# Written request:
Print each line of the listing once more, precisely as given.

# Provided data:
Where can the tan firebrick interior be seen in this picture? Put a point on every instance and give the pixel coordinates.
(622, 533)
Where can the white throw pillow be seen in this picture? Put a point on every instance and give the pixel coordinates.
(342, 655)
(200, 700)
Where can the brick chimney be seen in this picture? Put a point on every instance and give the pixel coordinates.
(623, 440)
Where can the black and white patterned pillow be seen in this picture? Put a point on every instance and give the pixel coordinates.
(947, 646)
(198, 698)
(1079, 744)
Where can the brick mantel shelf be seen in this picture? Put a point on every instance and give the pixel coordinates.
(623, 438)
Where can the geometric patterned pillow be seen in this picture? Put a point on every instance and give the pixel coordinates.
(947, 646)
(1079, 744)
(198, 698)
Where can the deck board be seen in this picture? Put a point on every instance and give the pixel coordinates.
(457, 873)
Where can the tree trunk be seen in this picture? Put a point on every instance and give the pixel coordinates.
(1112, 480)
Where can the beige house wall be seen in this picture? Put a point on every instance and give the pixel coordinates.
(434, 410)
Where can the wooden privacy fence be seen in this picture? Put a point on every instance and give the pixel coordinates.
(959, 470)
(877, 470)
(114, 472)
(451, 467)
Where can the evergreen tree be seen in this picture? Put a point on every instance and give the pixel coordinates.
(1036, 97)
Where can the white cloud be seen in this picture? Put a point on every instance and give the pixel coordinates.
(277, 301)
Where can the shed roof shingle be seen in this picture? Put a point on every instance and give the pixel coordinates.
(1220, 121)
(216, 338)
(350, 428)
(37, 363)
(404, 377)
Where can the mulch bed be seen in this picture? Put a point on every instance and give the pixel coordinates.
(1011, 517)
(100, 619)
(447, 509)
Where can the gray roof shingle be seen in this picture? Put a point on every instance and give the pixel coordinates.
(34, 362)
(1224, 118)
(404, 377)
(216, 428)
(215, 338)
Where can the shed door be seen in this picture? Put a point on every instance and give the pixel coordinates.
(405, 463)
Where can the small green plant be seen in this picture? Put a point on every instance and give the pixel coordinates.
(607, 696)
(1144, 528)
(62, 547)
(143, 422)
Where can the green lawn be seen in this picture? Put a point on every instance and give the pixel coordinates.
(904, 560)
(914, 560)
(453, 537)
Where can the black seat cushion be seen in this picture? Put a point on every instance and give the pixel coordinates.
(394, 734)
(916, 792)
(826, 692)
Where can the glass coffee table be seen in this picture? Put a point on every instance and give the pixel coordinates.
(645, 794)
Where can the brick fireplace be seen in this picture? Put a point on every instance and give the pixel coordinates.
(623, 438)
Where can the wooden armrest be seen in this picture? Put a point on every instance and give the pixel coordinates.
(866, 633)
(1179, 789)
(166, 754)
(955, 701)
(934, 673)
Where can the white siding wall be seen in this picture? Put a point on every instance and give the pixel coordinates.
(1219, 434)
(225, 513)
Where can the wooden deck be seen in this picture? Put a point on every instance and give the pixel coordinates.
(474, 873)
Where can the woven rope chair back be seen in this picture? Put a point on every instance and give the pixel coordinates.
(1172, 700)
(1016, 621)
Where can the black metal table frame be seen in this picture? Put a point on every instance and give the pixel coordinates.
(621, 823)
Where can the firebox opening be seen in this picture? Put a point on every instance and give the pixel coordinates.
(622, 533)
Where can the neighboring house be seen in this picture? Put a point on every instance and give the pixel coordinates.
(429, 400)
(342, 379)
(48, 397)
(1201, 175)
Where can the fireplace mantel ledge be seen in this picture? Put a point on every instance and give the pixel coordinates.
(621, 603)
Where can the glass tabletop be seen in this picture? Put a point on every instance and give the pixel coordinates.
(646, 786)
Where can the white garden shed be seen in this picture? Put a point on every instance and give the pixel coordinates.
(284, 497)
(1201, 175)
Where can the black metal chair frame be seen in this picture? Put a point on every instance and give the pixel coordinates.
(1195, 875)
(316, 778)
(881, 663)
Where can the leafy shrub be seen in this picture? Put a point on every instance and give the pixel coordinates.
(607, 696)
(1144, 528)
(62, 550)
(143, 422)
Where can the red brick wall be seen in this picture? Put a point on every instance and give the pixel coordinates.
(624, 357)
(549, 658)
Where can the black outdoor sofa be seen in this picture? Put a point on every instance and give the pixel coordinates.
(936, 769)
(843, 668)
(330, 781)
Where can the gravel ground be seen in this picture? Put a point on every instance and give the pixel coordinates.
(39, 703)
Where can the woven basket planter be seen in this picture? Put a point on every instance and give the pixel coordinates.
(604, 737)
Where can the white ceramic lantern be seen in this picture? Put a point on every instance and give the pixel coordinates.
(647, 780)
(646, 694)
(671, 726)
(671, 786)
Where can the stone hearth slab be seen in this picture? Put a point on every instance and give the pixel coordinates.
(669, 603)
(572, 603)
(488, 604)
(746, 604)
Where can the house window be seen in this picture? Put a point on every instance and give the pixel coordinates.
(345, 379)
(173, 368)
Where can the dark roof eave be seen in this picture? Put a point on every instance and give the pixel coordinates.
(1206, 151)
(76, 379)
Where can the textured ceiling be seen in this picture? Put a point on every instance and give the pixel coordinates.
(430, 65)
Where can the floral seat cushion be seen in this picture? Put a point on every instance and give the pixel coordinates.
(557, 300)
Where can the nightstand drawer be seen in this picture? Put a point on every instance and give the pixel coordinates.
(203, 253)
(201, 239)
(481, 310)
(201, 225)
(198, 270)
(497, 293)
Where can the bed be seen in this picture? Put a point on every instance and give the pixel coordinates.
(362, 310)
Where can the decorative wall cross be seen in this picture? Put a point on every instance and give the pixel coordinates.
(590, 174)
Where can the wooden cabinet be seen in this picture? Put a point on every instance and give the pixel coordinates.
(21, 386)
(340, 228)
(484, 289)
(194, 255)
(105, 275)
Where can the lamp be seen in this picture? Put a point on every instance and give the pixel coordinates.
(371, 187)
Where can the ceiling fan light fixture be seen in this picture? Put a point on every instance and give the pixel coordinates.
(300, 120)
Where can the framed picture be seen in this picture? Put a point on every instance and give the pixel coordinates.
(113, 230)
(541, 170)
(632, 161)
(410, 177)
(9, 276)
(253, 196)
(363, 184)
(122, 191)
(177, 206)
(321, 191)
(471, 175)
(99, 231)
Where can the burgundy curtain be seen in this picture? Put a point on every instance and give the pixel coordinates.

# Task answer:
Where can the tan firebrick interior be seen in this picture? Put a point on every instance and give the pixel coordinates.
(622, 533)
Where can the white throw pillow be seen in this picture? Put a point on every instance and give the pixel coordinates.
(342, 655)
(200, 700)
Where can the brick chimney be seen in this picture? Put a point on every instance and give the pixel coordinates.
(623, 440)
Where can the black and white patterned pillow be seen in this picture? Put a point on every instance and give the pixel coordinates.
(947, 646)
(198, 698)
(1079, 744)
Where can the brick mantel shelf be seen in this picture? Put a point on every instance and give the pixel coordinates.
(623, 438)
Where can the geometric patterned pillow be seen in this picture? Put a point on every instance and give the pixel coordinates.
(947, 646)
(1079, 744)
(198, 698)
Where can the deck board be seen in this picture? Put a point on every instance and give the pixel coordinates.
(457, 873)
Where can the tree trunk be seen in this picture? Put a point on every instance and give the pixel coordinates.
(1112, 480)
Where can the beige house wall be seen in this picture? Put a point on every instance and give the pixel coordinates.
(434, 410)
Where can the wooden privacy fence be seen in this picture? Put a point on every instance and give the pixel coordinates.
(959, 470)
(877, 470)
(114, 472)
(451, 467)
Where can the evergreen tree be seen in this picture? Put a point on every instance and give the pixel coordinates.
(1036, 97)
Where can the white cloud be seen in this picture? Put a point on every instance and give the pixel coordinates.
(277, 301)
Where can the shed roof shingle be seen in this picture? Put a point on every instance and give the pixel coordinates.
(1220, 121)
(216, 338)
(350, 428)
(37, 363)
(404, 377)
Where can the mulch bed be seen in this picture? Put a point on every instance and give the pixel coordinates.
(1011, 517)
(100, 619)
(447, 509)
Where can the gray roof shingle be seen in this picture? Put a point on every instance and give the pixel coordinates.
(34, 362)
(1224, 118)
(404, 377)
(216, 428)
(215, 338)
Where can the shed door be seen in this picture? Put a point on every instance and give the pixel coordinates.
(405, 463)
Where can the small green plant be seen in this picture? Put a point on every instance and give the pixel coordinates.
(607, 696)
(1144, 528)
(62, 547)
(143, 422)
Where can the green lawn be seen in this picture? Put a point on every instance and give the pixel coordinates.
(904, 560)
(914, 560)
(453, 537)
Where can the black seat cushion be seen in this picture? Put a point on every instance and give the pixel coordinates.
(394, 734)
(916, 792)
(826, 692)
Where can the glass coffee table be seen in this picture? Put a point on every instance and give the pixel coordinates.
(645, 794)
Where can the brick fireplace be seen in this picture? Put a point on every instance and give the pixel coordinates.
(623, 438)
Where can the wooden armrest be seen in this picture? Put a point on every instance and give the pixel coordinates.
(866, 633)
(1179, 789)
(166, 754)
(955, 701)
(934, 673)
Where can the white siding wall be seen in this picture? Put a point on every instance and give the pixel coordinates.
(1219, 434)
(225, 513)
Where can the wooden deck be seen in this picture? Put a point on every instance and give the pixel coordinates.
(474, 873)
Where can the woven rope chair back be seen in this picture? Put a point on every instance and give the pixel coordinates.
(1172, 700)
(1016, 621)
Where can the black metal table frame be seen in this picture? Put a point on every instance and give the pixel coordinates.
(621, 823)
Where can the firebox opening be seen in this picture? Put a point on every instance and give the pixel coordinates.
(622, 533)
Where can the neighboring house be seen in this picture? Put a point on every instance and give the pixel coordinates.
(429, 400)
(342, 379)
(48, 397)
(1201, 175)
Where can the fireplace mantel ledge be seen in this picture? Put a point on every instance and give the pixel coordinates.
(621, 603)
Where can the glass tabletop be seen in this picture? Put a point on every instance and give the pixel coordinates.
(646, 786)
Where can the white garden shed be seen in this picture? Put a point on every instance and give the pixel coordinates.
(284, 497)
(1201, 175)
Where can the black metal chair frame be seen in this picture? Put a point on every instance and give the pixel coordinates.
(1195, 875)
(316, 778)
(881, 663)
Where can the leafy shrub be seen in this picture? Put a point on every instance and give the pixel coordinates.
(607, 696)
(1144, 528)
(62, 550)
(143, 422)
Where can the red brick wall be seen in this picture? Put a point on every instance and give the pixel coordinates.
(624, 357)
(549, 658)
Where can the black outdoor sofa be seen in this picture? Put a point on every instance and give the pixel coordinates.
(936, 769)
(843, 668)
(330, 781)
Where can the gravel ground be seen in this picture? Put a point on every instance and give the pixel coordinates.
(39, 703)
Where can the woven basket planter be seen in this picture? Put a point on every instance and give the pixel coordinates.
(604, 737)
Where can the white ceramic lantern be seen in this picture? Put a point on every instance and give the pixel coordinates.
(647, 780)
(646, 694)
(671, 726)
(671, 786)
Where can the stone hearth slab be seen in this picture? Put a point on every instance and give the pixel coordinates.
(669, 603)
(572, 603)
(488, 604)
(746, 604)
Where can the house window be seen in this picture? Put a point on every instance and give the pixel coordinates.
(345, 379)
(173, 368)
Where can the dark roof eave be seen in this picture? Put a point on every instance and give the pixel coordinates.
(1206, 151)
(76, 379)
Where can the textured ceiling be seen in this picture? Put a point on every instance and give the pixel coordinates.
(430, 65)
Where can the floral seat cushion be seen in this picture? Put a point on every instance and give the pixel coordinates.
(557, 300)
Where can the nightstand drawer be seen in this picture? Put a point on every instance and give the pixel coordinates.
(203, 253)
(201, 239)
(481, 310)
(201, 225)
(198, 270)
(497, 293)
Where can the bed be seen in this picture? Put a point on every instance and give the pixel coordinates.
(362, 310)
Where can the decorative wall cross be seen in this picture? Put a point on every instance and give the pixel coordinates.
(590, 174)
Where can the wooden cabinet be seen in this picture? Put a point on every instance and give the pixel coordinates.
(21, 386)
(340, 228)
(484, 289)
(194, 255)
(105, 275)
Where can the lamp be seen in this picture? Put a point on every instance and give the pixel coordinates.
(371, 187)
Where can the ceiling fan light fixture be seen in this picture? Put a point on every instance and give the pixel coordinates.
(300, 120)
Where can the framed picture be seen in this picture? Put a point on every instance and give the pixel coordinates.
(113, 230)
(541, 170)
(632, 161)
(410, 177)
(9, 276)
(253, 196)
(363, 184)
(122, 191)
(177, 206)
(321, 191)
(471, 175)
(99, 231)
Where can the burgundy curtain be seen in this picture? Put a point on every instance and give the pixel coordinates.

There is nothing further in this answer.